Work required: Return verbatim the lines of the listing below, from the line containing "Task: pick out four-engine" through the last line of the listing, both ends included.

Dataset content:
####
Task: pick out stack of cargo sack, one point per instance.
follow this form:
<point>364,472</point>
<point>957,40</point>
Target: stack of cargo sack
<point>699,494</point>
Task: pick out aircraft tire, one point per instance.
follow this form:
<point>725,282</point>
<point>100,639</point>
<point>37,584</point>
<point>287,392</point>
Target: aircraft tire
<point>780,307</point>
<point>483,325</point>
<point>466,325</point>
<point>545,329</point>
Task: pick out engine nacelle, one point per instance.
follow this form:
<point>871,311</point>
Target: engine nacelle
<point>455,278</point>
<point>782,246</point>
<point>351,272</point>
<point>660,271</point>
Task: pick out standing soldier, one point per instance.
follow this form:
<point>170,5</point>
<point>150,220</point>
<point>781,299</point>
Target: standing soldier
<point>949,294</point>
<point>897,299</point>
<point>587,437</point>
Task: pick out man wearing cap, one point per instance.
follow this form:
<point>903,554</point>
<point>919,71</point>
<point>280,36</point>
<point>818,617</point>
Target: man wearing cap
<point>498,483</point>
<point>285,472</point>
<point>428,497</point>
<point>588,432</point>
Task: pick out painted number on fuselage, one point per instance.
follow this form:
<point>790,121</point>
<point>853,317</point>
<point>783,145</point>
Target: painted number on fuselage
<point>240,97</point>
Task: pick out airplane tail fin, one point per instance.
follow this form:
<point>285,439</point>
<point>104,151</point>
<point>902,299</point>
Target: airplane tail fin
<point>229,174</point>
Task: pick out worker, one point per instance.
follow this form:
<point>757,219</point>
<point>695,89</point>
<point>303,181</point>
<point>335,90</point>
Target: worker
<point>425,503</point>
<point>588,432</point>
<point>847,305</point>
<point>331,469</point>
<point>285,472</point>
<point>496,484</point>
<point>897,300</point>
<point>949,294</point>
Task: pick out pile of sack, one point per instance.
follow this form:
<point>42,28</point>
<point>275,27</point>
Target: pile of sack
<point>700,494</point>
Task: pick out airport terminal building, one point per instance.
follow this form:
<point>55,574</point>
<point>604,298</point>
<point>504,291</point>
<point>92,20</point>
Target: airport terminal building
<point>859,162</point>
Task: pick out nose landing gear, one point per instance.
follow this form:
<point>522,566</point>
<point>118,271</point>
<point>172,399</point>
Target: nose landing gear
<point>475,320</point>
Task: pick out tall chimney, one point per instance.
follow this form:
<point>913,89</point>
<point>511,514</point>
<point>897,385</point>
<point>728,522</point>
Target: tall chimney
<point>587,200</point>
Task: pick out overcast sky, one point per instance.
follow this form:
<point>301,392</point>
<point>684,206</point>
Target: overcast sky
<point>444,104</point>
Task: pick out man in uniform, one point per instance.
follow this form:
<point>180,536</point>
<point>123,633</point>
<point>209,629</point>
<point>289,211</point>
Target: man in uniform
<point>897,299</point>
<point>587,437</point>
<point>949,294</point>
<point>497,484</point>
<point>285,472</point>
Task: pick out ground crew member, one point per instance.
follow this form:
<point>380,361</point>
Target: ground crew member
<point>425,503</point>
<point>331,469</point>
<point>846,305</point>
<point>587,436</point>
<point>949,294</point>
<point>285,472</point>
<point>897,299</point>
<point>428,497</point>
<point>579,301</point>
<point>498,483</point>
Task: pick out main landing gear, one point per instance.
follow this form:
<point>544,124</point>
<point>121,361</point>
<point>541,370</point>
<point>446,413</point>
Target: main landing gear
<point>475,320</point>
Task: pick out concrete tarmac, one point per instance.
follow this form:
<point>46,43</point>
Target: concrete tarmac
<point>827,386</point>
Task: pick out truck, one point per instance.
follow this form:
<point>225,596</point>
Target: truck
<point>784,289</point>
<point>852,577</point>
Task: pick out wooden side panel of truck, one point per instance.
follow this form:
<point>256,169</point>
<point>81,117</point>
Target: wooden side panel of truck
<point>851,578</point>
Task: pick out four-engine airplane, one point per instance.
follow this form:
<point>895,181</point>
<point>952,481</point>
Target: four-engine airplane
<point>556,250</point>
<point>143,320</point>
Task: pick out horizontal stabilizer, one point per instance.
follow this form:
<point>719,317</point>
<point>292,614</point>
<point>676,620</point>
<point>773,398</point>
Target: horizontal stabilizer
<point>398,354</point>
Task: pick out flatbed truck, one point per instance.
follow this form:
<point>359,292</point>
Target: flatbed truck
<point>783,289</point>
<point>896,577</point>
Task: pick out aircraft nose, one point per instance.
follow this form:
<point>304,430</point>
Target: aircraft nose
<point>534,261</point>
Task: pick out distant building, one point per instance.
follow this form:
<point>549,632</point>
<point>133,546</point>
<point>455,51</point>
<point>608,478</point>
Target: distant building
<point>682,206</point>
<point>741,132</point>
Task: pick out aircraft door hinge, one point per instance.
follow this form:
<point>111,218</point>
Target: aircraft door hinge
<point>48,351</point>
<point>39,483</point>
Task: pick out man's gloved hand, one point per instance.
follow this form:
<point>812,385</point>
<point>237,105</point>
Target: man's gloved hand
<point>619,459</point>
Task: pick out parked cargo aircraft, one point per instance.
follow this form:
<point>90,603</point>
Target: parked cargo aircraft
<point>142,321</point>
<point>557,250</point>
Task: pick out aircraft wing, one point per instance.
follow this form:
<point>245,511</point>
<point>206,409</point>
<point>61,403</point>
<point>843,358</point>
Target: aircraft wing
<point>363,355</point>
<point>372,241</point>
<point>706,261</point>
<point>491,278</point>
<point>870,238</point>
####
Exercise response:
Task: pick out four-engine airplane, one point per instance.
follow this form:
<point>895,181</point>
<point>952,481</point>
Target: four-engine airplane
<point>556,250</point>
<point>143,320</point>
Task: pick out horizontal stabilizer, one point per instance.
follow this form:
<point>719,317</point>
<point>292,614</point>
<point>676,620</point>
<point>773,398</point>
Target: horizontal stabilizer
<point>398,354</point>
Task: pick out flatbed truck, one point per instance.
follow this form:
<point>359,292</point>
Target: flatbed truck
<point>783,289</point>
<point>896,577</point>
Task: pick out aircraft nose, one point per instance.
follow this form:
<point>304,430</point>
Target: aircraft nose
<point>534,261</point>
Task: pick out distant building, one point per instance.
follow this form:
<point>549,632</point>
<point>133,546</point>
<point>455,51</point>
<point>608,478</point>
Target: distant building
<point>682,206</point>
<point>741,132</point>
Task: pick out aircraft door hinge, one point per instance.
follow this form:
<point>111,218</point>
Target: aircraft door hinge
<point>48,351</point>
<point>39,483</point>
Task: pick out man's gloved hand, one point per instance.
follow this form:
<point>812,385</point>
<point>237,105</point>
Target: man's gloved hand
<point>619,459</point>
Task: pick out parked cargo aircraft, one point per instance.
follow this form:
<point>90,603</point>
Target: parked cargo aircraft
<point>142,321</point>
<point>557,250</point>
Task: pick out aircraft wing, one point per instance.
follow this form:
<point>245,511</point>
<point>206,409</point>
<point>61,403</point>
<point>843,358</point>
Target: aircraft wing
<point>363,355</point>
<point>372,241</point>
<point>706,261</point>
<point>491,278</point>
<point>870,238</point>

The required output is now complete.